[Start SOURCE PASSAGE]
|If only - When my head hit the pillow last night, and I closed my eyes as my brain started its routine spin-down, I shuddered to realize what was playing over again. I often listen to talk radio as I work, so as the day goes on, I listen to a lot of radio. I get really good sound in headphones, and I really find my "zone." As you'd expect, my brain was playing back the talk radio show of all things. Of itself, the radio is not a bad thing. It provides a distraction and mild entertainment to break up the monotony of being chained to a desk all day every day. Now it had gone too far however. Now I was dreaming talk radio. Yuck!
As a fix-it-minded man is wont to do, I instinctively started mentally filing through possible solutions. I thought about that I like that talk radio is definitely substantive. I thought about that what bothers me is that I am not learning anything new, however, in thinking about what I've heard. I'm just re-playing it in my head. Again, yuck!
I thought that if my brain is going to replay at night what I listen to during the day, then I must be sure that what I'm hearing is worthy of such low-level mental rumination. Then I thought about what I want most to learn, after of course, being the best husband and father I can be. Then it hit me.
[End SOURCE PASSAGE]
**WHAT YOU ARE ASKED TO DO**
For each statement, decide whether it agrees with the talk radio passage, answering yes or no and quoting the words of the passage that decide it. (a) The writer listens to talk radio while working. (b) The writer regards the radio in itself as a bad thing. (c) What troubles the writer is that replaying the shows brings nothing new to learn.
[Start PROVIDED INFORMATION]
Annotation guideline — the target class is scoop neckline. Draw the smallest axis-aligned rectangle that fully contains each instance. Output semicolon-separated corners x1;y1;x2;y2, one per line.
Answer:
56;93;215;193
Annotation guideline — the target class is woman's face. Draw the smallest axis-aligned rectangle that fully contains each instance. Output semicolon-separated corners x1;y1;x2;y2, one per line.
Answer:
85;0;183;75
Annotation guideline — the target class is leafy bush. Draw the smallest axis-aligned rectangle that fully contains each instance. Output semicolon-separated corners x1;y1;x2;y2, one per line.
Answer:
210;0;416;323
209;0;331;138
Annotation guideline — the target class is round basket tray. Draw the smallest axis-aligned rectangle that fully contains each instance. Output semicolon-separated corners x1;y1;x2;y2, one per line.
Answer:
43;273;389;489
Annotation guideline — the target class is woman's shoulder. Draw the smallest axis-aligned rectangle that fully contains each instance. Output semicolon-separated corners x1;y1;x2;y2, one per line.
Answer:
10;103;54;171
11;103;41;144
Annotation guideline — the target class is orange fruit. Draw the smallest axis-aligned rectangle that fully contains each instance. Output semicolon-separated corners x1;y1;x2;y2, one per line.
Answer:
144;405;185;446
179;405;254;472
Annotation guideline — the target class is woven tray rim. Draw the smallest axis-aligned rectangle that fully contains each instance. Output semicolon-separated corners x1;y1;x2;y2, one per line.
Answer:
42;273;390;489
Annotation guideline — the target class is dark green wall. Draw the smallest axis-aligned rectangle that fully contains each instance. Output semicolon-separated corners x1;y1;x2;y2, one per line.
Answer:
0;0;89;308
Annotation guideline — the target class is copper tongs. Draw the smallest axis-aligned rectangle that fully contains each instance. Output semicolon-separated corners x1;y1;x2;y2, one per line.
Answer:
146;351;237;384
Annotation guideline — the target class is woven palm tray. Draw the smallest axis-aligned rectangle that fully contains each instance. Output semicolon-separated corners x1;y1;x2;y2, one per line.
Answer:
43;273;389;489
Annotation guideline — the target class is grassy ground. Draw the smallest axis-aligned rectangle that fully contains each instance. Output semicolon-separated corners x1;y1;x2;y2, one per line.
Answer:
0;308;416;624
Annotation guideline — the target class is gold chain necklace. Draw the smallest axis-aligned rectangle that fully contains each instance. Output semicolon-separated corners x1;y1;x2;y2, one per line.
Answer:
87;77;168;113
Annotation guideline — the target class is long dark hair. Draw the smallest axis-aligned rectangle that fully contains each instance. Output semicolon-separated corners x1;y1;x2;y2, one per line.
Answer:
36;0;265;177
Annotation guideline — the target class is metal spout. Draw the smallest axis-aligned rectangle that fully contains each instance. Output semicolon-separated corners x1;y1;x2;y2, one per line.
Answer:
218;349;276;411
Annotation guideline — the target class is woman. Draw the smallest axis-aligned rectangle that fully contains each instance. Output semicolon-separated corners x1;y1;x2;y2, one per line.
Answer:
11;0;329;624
[End PROVIDED INFORMATION]
[Start PROVIDED INFORMATION]
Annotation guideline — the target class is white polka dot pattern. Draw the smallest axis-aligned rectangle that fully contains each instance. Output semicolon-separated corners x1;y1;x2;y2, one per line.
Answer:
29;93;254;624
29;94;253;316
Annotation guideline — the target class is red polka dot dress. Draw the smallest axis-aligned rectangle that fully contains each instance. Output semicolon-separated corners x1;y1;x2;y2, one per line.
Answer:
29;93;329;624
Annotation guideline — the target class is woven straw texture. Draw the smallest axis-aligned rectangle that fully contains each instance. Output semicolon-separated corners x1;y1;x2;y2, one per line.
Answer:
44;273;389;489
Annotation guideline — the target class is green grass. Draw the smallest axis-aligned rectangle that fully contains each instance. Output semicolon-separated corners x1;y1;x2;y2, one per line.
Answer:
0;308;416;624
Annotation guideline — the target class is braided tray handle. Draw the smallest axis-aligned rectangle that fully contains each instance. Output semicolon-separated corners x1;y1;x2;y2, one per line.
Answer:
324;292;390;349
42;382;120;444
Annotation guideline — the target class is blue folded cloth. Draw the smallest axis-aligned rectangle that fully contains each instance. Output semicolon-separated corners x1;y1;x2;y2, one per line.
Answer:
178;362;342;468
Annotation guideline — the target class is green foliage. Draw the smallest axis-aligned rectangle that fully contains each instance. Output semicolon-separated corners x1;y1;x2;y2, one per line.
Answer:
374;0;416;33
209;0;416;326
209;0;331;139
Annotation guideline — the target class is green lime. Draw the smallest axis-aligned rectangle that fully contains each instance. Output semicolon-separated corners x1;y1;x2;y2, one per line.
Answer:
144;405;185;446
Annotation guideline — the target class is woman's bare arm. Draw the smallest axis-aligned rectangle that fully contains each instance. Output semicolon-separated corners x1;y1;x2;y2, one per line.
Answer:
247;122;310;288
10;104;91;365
[End PROVIDED INFORMATION]
**OUTPUT OF THE TASK**
(a) Yes: "I often listen to talk radio as I work"
(b) No: "Of itself, the radio is not a bad thing."
(c) Yes: "what bothers me is that I am not learning anything new"